* [Exercise brief]: As soon as the line containing "Where can the finger" appears in the material below, start returning lines exactly, and end with the line containing "Where can the small".

* [Excerpted data]:
● ● ● ● ●

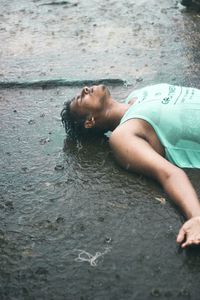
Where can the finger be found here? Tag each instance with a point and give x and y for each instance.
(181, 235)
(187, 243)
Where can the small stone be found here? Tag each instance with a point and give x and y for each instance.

● ● ● ● ●

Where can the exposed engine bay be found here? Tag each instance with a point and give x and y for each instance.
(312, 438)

● ● ● ● ●

* [Solution for this exercise]:
Where can the finger be found here? Tag each instance with a point and give x and y for each instance.
(181, 235)
(187, 243)
Where can the small stone be found here? Tag each instance with a point and give x and y for each instance.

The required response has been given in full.